BRIEF 1
List every communication channel the strategy execution article below names for sharing strategy across the organization in Step 1.
BRIEF 2
For each statement, say whether it agrees with the strategy execution article below. Answer yes or no and quote the deciding words. (a) Kaplan found that 90% of organizations struggle to execute strategy when resources aren't aligned. (b) Step 1 recommends presenting strategy once at a launch event. (c) In the causal chain, team KPIs are formula-based.
BRIEF 3
Extend the strategy execution article below, picking up after its last sentence.

EXCERPT
How Do Mid-Sized Company CEOs Execute Strategy?

For CEOs and senior executives at mid-sized companies · Based on The Business School 5-Step Strategy Execution Framework

// TL;DR

Mid-sized company CEOs often create strong strategies but struggle with execution because they lack the infrastructure of large enterprises. The 5-Step Strategy Execution Framework gives you a systematic method to communicate strategy beyond the launch event, cascade objectives through BU scorecards with explicit causal chains, ringfence budgets for strategic initiatives, align incentives to strategic KPIs, and run quarterly reviews covering both initiative progress and performance outcomes. Use it when your strategy isn't translating into action or when you're starting a new planning cycle and want execution built in from day one.

Why does my strategy keep failing at execution?

As a mid-sized company CEO, you've likely invested significant time in crafting your strategic plan. Yet 18 months in, teams are consumed by operational firefighting and strategic initiatives haven't moved. Harvard's Robert Kaplan found that 90% of organisations struggle with executing strategy when resources aren't aligned — and mid-sized firms are especially vulnerable because they often lack dedicated strategy execution infrastructure.

The root causes are predictable: strategy was communicated only at the annual offsite, budgets weren't ringfenced for strategic initiatives, and there's no systematic link between employee KPIs and corporate objectives. The 5-Step Strategy Execution Framework addresses each of these gaps.

How do I cascade strategy from the executive team to every employee?

Start with Step 1: communicate strategy across the organisation using multiple channels simultaneously — formal presentations, memos, intranet, town halls, and team dialogues. Don't treat this as a one-time launch event. Strategy must be reinforced continuously in reporting, meetings, and dashboards.

In Step 2, run collaborative planning workshops with your direct reports and their teams to build BU scorecards. Use strategy mapping to visualise the causal chain from corporate vision through organisational objectives to BU objectives and team KPIs. Every manager should be able to explain how their team's work connects to the corporate strategy. The causal chain must be explicit: Vision → Corporate Objective (with measurable target) → BU Objective (with target) → Team KPI (formula-based).

GIVEN INFORMATION
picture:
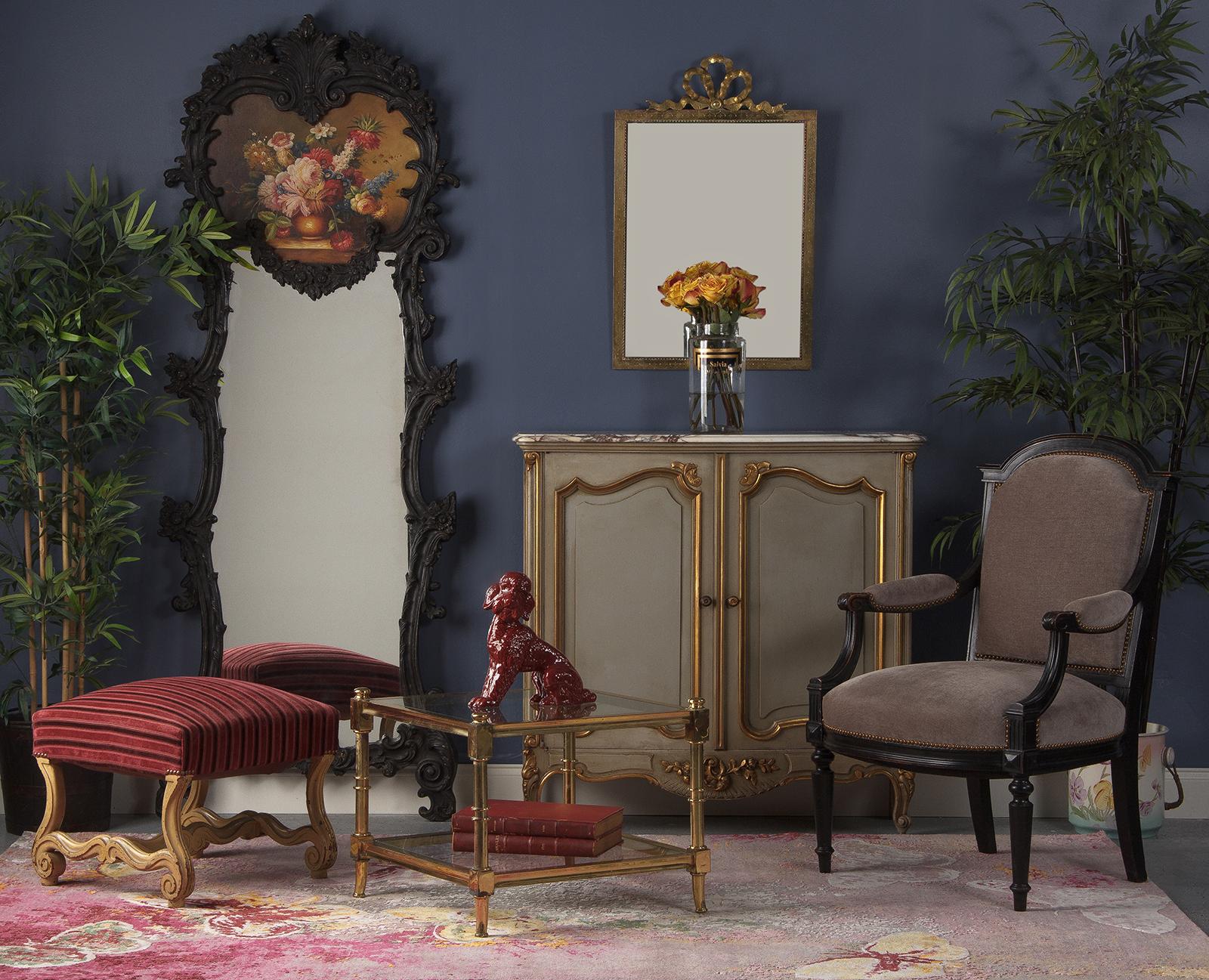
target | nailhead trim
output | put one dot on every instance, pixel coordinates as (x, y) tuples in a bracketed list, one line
[(951, 597), (971, 748)]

EXPECTED OUTPUT 1
Formal presentations, memos, intranet, town halls, and team dialogues.

EXPECTED OUTPUT 2
(a) Yes: "Harvard's Robert Kaplan found that 90% of organisations struggle with executing strategy when resources aren't aligned"
(b) No: "Don't treat this as a one-time launch event."
(c) Yes: "Team KPI (formula-based)"

EXPECTED OUTPUT 3
Empower your middle managers to translate strategic themes into context-specific language for their teams. When strategy stays in executive-level jargon, frontline employees can't connect to it.

How do I make sure strategic initiatives actually get funded and completed?

Step 3 is where many mid-sized companies fail. Your budget cycle must follow the strategy cycle — not run as a separate accounting ritual. Identify your three to four priority strategic initiatives and assign ringfenced funding that cannot be raided for operational expenses. This is non-negotiable: treating strategic initiatives as add-ons competing with operational budgets is described as fatal to execution.

Assign clear project accountabilities — either to BU leaders or to dedicated project sponsors. Use earned value reporting to track completion against both schedule and budget. Include strategic initiative reporting in your quarterly reporting process as an integral element.

In Step 4, connect your performance management system directly to strategy. Audit your current rewards: if you're measuring employees on one set of KPIs but rewarding them on different criteria, you're sending a confused message. Align rewards — financial and non-financial — directly to strategic KPIs. Recognition options like a Wall of Fame, training opportunities, and wellness programmes can be as effective as bonuses.

How do I build an ongoing review rhythm that keeps strategy alive?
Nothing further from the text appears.